PAGE TEXT:
BEGIN

Lecture 21: Vision II- Face perception Flashcards
What is the evidence that face perception constitutes a cognitive module?
- domain specific: Yes! Double dissociation between face and object processing
- innate: maybe, infants prefer face-like stimuli, critical period for developing normal face perception
- informationally encapsulated: Yes! face inversion effect
- mandatory: Yes! the chimeric face effect; configural processing is mandatory; even though you don’t want to process both faces, you do
- hardwired in the brain: Yes! fusiform face area
Face inversion effect
normal subjects show a much slower RT and lower accuracy for upside-down faces than for other categories (when face is upside down, have to rely on object recognition)
Face cells in monkey inferotemporal cortex
neural firing spikes when presented with a picture of a face; firing decreases as face becomes less distinguishable; prefer face stimuli
N200 wave for face stimuli in intracranial electrode recording
wave that appears for face stimuli in intracranial electrode recording; face specific component in inferotemporal cortex
fusiform face area
this is an area of the brain that shows higher activation to faces than objects; located in the ventral stream on the ventral surface of the temporal lobe on the lateral side of the fusiform gyrus; lateral occipital lobe shows higher activation to objects than faces
Prosopagnosia
impairment in recognizing other individuals by their faces; not a basic vision problem; not a problem understanding/remembering identity –> can recognize people based on voice
Patient WJ: suffered from strokes, now has this, can still recognize individual sheep –> impairment selective to human faces
may be able to describe features of face and facial expression but can’t remember names and make connection from photo to person in real life
a single dissociation: “selective” impairment could be due to the fact that faces are very similar, more difficult to tell apart –> harder so it goes first
object agnosia
impaired object recognition; can only guess object identity based on context (e.g., pen in marble stand = trophy won for research); difficulty with category of prior expertise (e.g., toys soldiers –> couldn’t tell who’s who)

END

Stored entries
BEGIN

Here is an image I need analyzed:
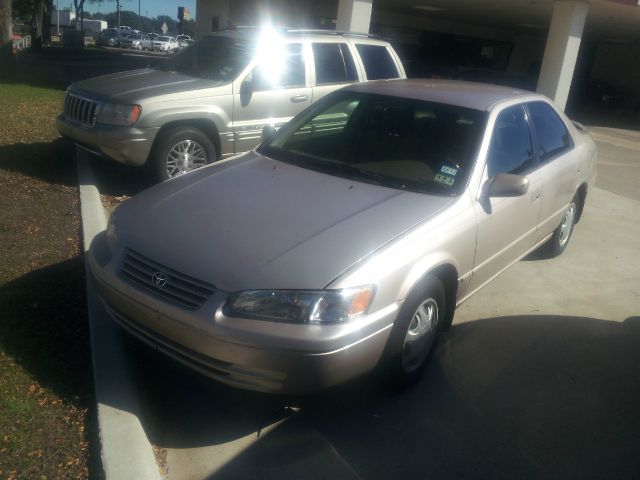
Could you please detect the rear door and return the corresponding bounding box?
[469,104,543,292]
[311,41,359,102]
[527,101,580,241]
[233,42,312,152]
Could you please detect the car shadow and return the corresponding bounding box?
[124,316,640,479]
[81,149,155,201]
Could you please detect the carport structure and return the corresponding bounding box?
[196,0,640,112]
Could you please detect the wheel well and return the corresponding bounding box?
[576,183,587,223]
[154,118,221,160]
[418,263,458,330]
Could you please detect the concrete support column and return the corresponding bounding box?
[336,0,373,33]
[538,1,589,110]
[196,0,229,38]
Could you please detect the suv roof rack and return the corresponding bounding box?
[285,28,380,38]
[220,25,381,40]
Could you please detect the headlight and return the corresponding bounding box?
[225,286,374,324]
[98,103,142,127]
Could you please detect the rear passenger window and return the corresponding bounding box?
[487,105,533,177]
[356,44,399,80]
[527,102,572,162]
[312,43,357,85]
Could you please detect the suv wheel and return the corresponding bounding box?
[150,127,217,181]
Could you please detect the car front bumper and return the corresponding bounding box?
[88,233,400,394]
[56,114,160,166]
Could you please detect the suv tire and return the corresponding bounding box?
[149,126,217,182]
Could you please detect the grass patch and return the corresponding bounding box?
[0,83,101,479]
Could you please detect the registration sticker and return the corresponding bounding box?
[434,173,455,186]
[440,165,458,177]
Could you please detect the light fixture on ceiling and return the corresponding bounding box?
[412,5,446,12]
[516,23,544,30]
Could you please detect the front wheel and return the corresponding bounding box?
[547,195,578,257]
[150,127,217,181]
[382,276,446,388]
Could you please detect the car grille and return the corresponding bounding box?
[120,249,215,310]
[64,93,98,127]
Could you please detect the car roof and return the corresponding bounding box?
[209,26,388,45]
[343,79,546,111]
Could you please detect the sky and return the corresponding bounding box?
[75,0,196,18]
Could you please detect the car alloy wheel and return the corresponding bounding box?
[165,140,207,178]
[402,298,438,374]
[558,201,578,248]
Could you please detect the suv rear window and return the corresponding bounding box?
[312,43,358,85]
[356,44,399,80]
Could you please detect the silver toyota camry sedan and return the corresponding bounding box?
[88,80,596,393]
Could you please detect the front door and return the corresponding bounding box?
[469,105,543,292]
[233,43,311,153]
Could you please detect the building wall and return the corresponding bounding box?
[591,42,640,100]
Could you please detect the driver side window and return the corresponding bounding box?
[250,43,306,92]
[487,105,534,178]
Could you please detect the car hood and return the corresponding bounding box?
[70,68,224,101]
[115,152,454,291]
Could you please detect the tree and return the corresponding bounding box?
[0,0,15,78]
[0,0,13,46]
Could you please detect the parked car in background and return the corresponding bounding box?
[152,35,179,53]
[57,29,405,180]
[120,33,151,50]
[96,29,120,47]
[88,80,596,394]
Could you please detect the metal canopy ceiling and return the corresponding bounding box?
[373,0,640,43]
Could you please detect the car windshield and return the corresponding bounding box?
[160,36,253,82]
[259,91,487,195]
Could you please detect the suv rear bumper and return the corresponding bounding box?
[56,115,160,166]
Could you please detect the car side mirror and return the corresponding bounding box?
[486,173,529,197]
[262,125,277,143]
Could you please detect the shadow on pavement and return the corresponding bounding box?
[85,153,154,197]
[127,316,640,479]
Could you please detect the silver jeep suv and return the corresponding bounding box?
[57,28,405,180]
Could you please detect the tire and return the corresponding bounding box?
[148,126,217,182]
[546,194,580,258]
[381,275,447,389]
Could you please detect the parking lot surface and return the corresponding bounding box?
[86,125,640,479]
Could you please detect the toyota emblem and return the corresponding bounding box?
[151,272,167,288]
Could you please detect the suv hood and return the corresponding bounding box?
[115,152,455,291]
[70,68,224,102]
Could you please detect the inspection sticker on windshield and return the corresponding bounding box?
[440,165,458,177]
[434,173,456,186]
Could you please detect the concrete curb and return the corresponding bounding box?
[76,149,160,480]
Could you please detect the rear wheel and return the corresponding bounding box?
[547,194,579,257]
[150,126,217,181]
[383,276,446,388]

END

APPLY WHAT YOU READ:
[1] From the face perception flashcards, list the properties of a cognitive module that the first card checks face perception against.
[2] Write the next part of the face perception flashcards, picking up after the last card, and keep the same term-then-notes style.

ANSWERS TO THIS EXERCISE:
[1]
- domain specific
- innate
- informationally encapsulated
- mandatory
- hardwired in the brain

[2]
Double dissociation between prosopagnosia and object agnosia
suggests independence of visual systems; A situation in which a single dissociation can be demonstrated in one person, and the opposite type of single dissociation can be demonstrated in another person (i.e., Person 1: function A is present; function B is damaged; Person 2: function A is damaged; function B is present).
Patient CK: head injury at age 27 while jogging, object agnosic, but his face perception is normal (even with complex face-recognition task)
Patients CK and WJ are strong evidence for this
Patient CK: upright faces, iverted faces, objects
object agnosic (can’t process objects); performance for inverted faces is very poor, can’t handle the face upside down –> not because is impaired whenever face identification is difficult; he’s fine with identifying disguised famous faces BUT because when face is upside down, have to rely on object recognition
Chimeric faces and young, Hellawell and Hay’s study (lab 4)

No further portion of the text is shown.